▶ TEXTO EXTRAÍDO
▽

Me aparto un instante de la observación del poeta escogido por el discurso de Mora. He puesto el acento en la obra de los ecuatorianos, aclarada por el nuevo académico de número con una luz lateral y cosmopolita. Eludo los riesgos de adentrarme por caminos nunca hollados, de confundir las estrellas con linternas de papel, celdas encendidas colmadas de luciérnagas revoloteantes. No me complace ignorar al autor de la charla que provoca mi respuesta. ¿Presentan rezagos del quehacer literario del Asia los versos de Eduardo Mora? No soy quien ha de decidirlo. Copio dos versos suyos, únicamente dos. Roban la translúcida neblina de algún esbozo pictórico oriental. Valen, aislados, por un poema:

Soy un punto pequeño frente al mar gigantesco. / Y ambos somos misterios. (Salmos del mar, 1)

 

Carrera Andrade identifica con taciturna objetividad su poesía breve, sus “Microgramas” y sus “Quipos”. Calla las eventuales influencias foráneas, contrariamente a Dávila Andrade que, en su “Historia de Basho”, no precisamente un poema-minuto, toma seriamente la revelación implícita de la poesía japonesa y cita al lírico nipón al redactar su variante. Transcribo la traducción de la inspiración original, consignada por Carrera en su ensayo “Origen y porvenir del micrograma”:

A la fuente vieja / salta veloz la rana / y el agua suena.

El poema de Dávila Andrade amplifica el haiku, hacia el final, con una severa generosidad que no traiciona la esencia del punto de partida:

Mil años esperándolo a él solo / una rana cargada / de huevos de color perla de lodo / estaba allí / detrás / a orillas de una charca / esperando / que el soplo del macho empujara la carga encantada. / Y saltó / y hubo ruido de agua y fue suficiente / y él oyó la armadura toda del Oído del Agua / la forma sucesiva y la abrupta / y la entrada pura del charco de agujas / en el agua de vida / que ya estaba en él.

El gran cuencano ha requerido de una paráfrasis, de una explicación que explicita sin realmente explicar, la ingravidez de la iluminación de Basho. ¿Qué prodigo mantiene el doble temblor de la fugacidad de la experiencia y de la eternidad estática del descubrimiento espiritual? Prescindamos del número de sílabas y versos para privilegiar la urgencia vital de las palabras.

△

▶ DATOS DE ORIGEN
▽

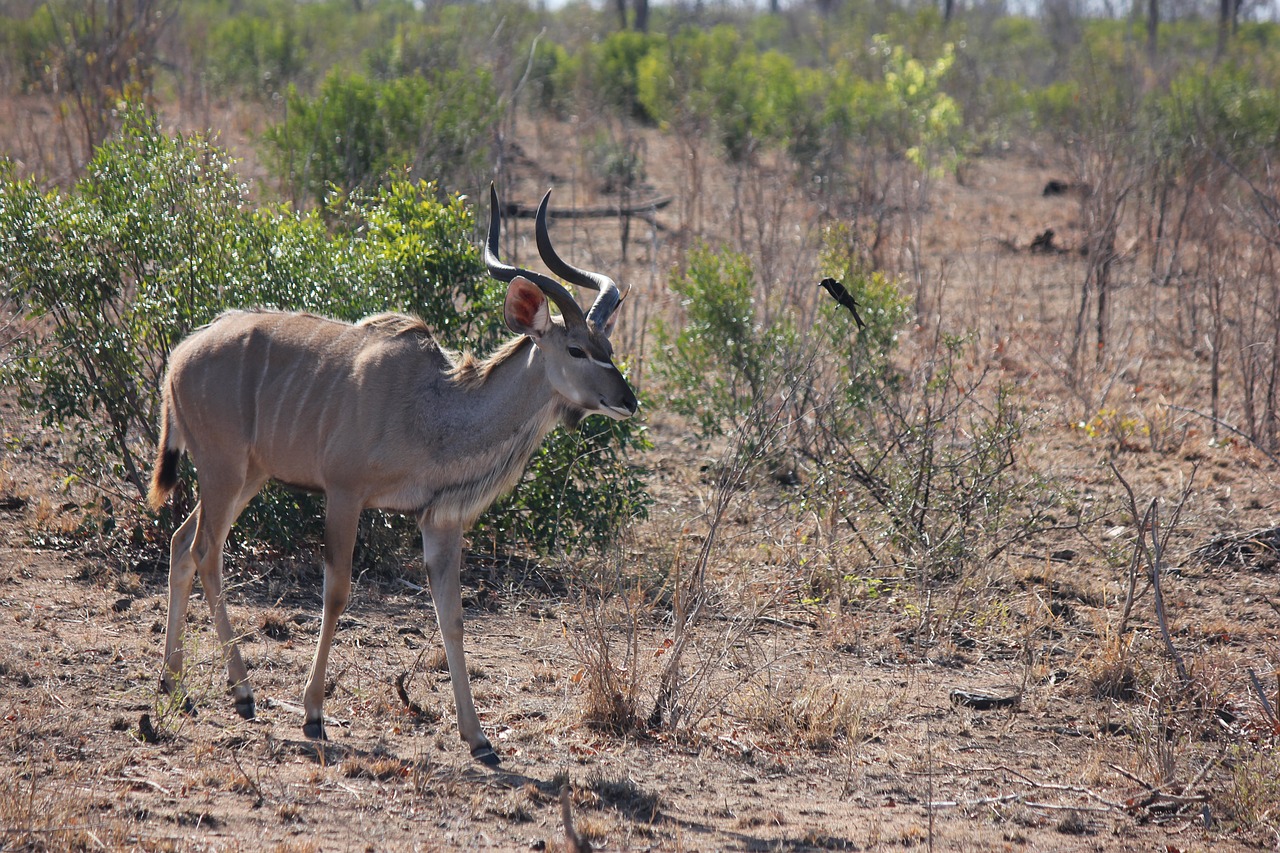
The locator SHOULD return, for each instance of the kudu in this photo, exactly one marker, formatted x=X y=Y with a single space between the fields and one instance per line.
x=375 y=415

△

▶ ACCIONES A REALIZAR
a) Resume en una versión más breve el párrafo del texto extraído que comienza con «Carrera Andrade identifica con taciturna objetividad», conservando sus hechos principales.
b) Transcribe literalmente el fragmento del texto extraído que empieza en «Me aparto un» y termina en «del mar, 1)».
Los datos no desempeñan ningún papel aquí.

▶ TAREAS RESUELTAS
a) Carrera Andrade describe con objetividad su poesía breve, sus «Microgramas» y sus «Quipos», pero calla las posibles influencias extranjeras. Dávila Andrade, en cambio, en su «Historia de Basho» toma en serio la revelación de la poesía japonesa y cita al poeta japonés al escribir su variante. El autor transcribe la traducción del poema original que Carrera recogió en su ensayo «Origen y porvenir del micrograma».

b)
Me aparto un instante de la observación del poeta escogido por el discurso de Mora. He puesto el acento en la obra de los ecuatorianos, aclarada por el nuevo académico de número con una luz lateral y cosmopolita. Eludo los riesgos de adentrarme por caminos nunca hollados, de confundir las estrellas con linternas de papel, celdas encendidas colmadas de luciérnagas revoloteantes. No me complace ignorar al autor de la charla que provoca mi respuesta. ¿Presentan rezagos del quehacer literario del Asia los versos de Eduardo Mora? No soy quien ha de decidirlo. Copio dos versos suyos, únicamente dos. Roban la translúcida neblina de algún esbozo pictórico oriental. Valen, aislados, por un poema:

Soy un punto pequeño frente al mar gigantesco. / Y ambos somos misterios. (Salmos del mar, 1)